#1111: John Lennon – Remember

And with this, all the songs I really, really like from John Lennon’s Plastic Ono Band album have been written about. You’ll see no more material from the record on here. It’s been a fun run. Just over half of the album covered, beginning with ‘God’ in 2015. Check out the writing from this dude. I’m gonna say that I would have mentioned in any of those posts that the specific album is one of my favourite solo Beatles albums, if not the favourite. Lennon was going through primal therapy and used it, alongside other traumas, to make some powerful music with good mates Ringo Starr (on drums, obviously) and Klaus Voorman on bass guitar. October 2010 marked the month of what would’ve been Lennon’s 70th birthday, and I think I must have downloaded the album sometime during those four weeks. I’d have to check the old computer to be certain. I was a relatively new Beatles fanatic at that point, and Plastic Ono Band was an instant hit for me. As was ‘Remember’, the sixth song on the album, even if it may be one of the least popular on there. At least that’s what I gather from the Spotify numbers.

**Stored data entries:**

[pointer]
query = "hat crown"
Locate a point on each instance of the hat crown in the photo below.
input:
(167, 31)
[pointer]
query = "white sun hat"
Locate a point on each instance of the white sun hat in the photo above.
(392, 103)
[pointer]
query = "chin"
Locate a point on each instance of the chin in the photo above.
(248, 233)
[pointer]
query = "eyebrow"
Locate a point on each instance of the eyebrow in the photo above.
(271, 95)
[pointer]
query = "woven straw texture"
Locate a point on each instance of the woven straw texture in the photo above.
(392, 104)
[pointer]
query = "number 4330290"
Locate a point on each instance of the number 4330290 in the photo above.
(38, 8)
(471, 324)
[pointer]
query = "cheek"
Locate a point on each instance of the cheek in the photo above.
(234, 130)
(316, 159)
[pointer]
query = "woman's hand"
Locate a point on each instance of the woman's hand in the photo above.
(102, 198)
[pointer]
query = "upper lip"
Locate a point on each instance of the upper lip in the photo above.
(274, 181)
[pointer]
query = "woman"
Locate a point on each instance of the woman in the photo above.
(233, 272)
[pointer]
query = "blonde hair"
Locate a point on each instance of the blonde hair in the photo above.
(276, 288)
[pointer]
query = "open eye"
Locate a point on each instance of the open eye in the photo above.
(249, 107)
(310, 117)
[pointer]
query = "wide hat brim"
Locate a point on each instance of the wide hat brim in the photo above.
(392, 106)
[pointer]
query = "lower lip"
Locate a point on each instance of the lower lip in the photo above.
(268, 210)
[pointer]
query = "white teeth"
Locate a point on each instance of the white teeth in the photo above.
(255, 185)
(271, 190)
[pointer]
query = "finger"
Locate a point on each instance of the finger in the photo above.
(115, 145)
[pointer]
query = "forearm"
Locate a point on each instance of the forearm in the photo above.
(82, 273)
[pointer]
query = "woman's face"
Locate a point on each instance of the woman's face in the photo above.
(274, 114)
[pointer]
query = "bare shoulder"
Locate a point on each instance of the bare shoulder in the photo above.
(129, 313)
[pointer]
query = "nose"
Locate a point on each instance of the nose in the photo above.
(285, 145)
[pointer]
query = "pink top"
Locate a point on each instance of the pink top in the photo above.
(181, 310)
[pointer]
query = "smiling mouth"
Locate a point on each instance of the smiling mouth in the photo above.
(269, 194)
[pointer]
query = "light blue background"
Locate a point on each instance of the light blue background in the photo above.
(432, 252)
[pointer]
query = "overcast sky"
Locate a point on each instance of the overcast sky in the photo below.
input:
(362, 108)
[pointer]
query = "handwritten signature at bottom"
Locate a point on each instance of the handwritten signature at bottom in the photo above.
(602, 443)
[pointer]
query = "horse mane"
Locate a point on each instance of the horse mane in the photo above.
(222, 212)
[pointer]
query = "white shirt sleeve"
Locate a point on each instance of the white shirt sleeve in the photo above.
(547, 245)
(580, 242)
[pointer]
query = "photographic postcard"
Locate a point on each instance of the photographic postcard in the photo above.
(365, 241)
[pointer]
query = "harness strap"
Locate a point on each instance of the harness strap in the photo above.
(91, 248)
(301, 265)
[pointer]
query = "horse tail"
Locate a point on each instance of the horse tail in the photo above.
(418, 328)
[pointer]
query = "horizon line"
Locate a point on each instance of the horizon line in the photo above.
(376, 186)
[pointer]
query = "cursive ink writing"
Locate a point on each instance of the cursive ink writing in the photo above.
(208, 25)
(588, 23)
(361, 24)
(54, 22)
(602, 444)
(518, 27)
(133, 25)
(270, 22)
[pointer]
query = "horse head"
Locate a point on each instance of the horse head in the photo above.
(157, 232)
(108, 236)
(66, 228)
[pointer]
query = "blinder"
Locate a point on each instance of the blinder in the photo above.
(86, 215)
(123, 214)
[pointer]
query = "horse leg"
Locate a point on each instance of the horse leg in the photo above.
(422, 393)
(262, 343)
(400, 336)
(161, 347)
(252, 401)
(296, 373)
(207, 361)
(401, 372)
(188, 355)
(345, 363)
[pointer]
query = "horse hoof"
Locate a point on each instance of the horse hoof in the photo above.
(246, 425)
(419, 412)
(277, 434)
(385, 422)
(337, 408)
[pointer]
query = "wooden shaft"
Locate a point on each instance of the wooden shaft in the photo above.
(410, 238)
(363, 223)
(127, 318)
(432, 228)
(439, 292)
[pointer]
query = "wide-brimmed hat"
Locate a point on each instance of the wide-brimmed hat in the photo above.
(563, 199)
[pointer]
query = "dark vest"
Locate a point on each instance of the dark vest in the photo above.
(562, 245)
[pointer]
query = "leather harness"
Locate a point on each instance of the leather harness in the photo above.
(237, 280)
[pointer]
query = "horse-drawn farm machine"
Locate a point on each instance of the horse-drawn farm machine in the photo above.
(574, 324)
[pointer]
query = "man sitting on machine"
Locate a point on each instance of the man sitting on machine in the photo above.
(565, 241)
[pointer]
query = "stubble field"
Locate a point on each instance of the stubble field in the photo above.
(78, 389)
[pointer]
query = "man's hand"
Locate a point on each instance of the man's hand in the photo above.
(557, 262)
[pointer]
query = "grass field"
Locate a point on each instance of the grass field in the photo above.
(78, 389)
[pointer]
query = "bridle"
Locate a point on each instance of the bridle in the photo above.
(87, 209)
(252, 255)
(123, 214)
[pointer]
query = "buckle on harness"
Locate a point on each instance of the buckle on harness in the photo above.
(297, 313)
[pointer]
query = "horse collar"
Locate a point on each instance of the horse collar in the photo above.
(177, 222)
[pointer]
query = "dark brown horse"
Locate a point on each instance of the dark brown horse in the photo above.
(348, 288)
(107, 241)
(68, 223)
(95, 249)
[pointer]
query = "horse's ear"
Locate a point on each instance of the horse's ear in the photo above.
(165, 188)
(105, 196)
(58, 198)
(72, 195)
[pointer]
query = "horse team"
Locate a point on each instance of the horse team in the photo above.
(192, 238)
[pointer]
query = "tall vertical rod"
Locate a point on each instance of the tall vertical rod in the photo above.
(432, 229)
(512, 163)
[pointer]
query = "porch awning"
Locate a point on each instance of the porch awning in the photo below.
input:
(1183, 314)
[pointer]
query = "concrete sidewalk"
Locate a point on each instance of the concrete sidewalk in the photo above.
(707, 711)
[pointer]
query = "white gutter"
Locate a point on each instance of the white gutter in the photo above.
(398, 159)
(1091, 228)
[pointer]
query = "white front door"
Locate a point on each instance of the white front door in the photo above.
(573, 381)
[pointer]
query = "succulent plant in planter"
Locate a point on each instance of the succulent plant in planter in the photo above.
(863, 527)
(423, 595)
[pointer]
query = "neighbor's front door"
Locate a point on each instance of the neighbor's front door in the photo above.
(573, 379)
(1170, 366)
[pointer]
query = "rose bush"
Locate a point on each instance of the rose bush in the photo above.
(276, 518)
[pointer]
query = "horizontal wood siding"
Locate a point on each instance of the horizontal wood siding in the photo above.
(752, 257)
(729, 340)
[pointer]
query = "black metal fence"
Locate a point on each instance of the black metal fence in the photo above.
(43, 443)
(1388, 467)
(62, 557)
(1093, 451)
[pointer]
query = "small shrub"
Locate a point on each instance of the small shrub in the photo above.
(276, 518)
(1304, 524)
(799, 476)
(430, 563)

**Task requirements:**
Continue the post about John Lennon's song "Remember," starting right after its final sentence.

**Response area:**
I remember (couldn’t avoid it, sorry) being confused by the song’s rhythm for the longest time. Those moments where Lennon goes a half-step down on the piano when he’s stomping away at it during the verses – at least I think it’s a half-step – would throw me off when I would count along to it. It led me to believe that there were bars of 11/4 or 15/4 during those sections. Big tip, there isn’t. It’s all in 4/4. There is a bit of polyrhythm going on in the song’s intro though. Lennon and Voorman play their respective instruments in 3/4 while Ringo’s pounding away in standard time. Then when Lennon starts singing 13 seconds in, Starr does a little correction so that the beat doesn’t end up inverting during the verses. It’s a little moment like that where you gotta appreciate the dude. Also, if you read the song’s Wikipedia article, it states that the track was developed by an unplanned improvised coda that occurred during the recording of the Beatles’ ‘Something’ from Abbey Road. If you never believed it, it’s true. Lennon breaks out into the riff on the piano and the rest of the band join in with him. I even remember that take being on YouTube once upon a time and it being much longer too. But hey, gotta make with what you have.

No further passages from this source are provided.